(Items listed in a dataset)
>>>

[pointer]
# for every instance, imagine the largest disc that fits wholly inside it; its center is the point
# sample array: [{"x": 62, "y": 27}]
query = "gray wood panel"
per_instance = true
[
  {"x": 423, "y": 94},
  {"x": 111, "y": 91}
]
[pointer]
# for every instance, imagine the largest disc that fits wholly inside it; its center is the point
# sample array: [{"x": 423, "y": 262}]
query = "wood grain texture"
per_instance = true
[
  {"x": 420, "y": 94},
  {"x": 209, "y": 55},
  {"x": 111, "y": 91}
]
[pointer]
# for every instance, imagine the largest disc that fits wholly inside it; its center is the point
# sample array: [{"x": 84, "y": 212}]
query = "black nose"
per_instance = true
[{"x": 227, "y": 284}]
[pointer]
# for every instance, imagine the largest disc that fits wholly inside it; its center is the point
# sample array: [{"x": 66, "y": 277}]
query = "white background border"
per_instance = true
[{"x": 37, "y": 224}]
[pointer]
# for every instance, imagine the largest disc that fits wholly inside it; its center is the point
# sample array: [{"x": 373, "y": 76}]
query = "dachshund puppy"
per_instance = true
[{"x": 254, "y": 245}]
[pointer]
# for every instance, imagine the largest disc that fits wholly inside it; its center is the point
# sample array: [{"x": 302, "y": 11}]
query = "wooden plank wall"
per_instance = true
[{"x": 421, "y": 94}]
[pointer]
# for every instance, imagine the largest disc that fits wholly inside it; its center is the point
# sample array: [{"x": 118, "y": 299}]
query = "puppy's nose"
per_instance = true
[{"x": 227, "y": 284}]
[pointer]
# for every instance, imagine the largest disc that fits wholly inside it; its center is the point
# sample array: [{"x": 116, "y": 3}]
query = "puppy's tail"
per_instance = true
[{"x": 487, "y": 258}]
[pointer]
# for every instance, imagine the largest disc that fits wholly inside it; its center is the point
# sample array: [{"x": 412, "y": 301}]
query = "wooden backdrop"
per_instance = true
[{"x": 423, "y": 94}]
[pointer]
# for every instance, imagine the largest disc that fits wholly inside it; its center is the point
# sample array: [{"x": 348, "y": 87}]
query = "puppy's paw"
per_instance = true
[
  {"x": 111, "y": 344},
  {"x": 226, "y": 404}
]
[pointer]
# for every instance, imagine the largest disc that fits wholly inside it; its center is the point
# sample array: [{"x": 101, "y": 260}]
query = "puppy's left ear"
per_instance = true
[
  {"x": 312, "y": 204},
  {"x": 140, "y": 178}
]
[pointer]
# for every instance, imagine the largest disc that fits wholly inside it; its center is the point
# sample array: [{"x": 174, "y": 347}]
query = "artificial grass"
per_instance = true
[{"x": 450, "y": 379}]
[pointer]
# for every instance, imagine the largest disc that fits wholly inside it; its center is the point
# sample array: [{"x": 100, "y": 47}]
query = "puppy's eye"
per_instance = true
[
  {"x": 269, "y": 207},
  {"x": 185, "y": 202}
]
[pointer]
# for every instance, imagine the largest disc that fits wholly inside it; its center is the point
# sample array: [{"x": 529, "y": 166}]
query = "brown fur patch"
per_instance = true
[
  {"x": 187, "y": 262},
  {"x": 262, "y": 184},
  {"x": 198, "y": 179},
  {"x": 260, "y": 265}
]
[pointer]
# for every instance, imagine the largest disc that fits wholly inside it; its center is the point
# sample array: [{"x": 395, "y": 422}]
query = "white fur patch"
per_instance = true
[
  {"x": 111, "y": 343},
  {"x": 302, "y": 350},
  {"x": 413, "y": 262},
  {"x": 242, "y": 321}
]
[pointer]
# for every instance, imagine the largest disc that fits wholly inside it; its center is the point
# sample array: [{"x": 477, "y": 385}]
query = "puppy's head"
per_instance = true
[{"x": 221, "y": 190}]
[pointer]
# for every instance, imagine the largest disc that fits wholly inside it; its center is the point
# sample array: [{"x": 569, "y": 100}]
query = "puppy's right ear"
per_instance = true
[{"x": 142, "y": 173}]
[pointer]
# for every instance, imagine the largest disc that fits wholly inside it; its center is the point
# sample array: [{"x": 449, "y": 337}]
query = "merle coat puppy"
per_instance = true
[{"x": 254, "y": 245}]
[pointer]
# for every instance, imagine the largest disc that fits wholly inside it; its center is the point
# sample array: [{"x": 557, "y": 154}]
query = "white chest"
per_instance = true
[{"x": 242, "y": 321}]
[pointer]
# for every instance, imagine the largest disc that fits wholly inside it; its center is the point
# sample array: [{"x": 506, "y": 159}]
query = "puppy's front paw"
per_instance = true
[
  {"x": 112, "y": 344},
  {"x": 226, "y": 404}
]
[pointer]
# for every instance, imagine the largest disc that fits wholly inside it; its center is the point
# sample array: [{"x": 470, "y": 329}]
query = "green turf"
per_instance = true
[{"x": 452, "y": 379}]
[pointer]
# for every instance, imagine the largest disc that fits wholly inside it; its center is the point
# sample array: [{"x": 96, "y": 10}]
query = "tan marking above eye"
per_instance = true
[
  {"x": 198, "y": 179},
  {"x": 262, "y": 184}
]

<<<

REQUIRED ACTION
Please copy every line of the records above in which "puppy" appears.

TASK RESULT
query = "dachshund puppy"
query = "puppy's nose"
query = "puppy's tail"
query = "puppy's paw"
query = "puppy's left ear"
query = "puppy's eye"
query = "puppy's head"
query = "puppy's right ear"
query = "merle coat puppy"
query = "puppy's front paw"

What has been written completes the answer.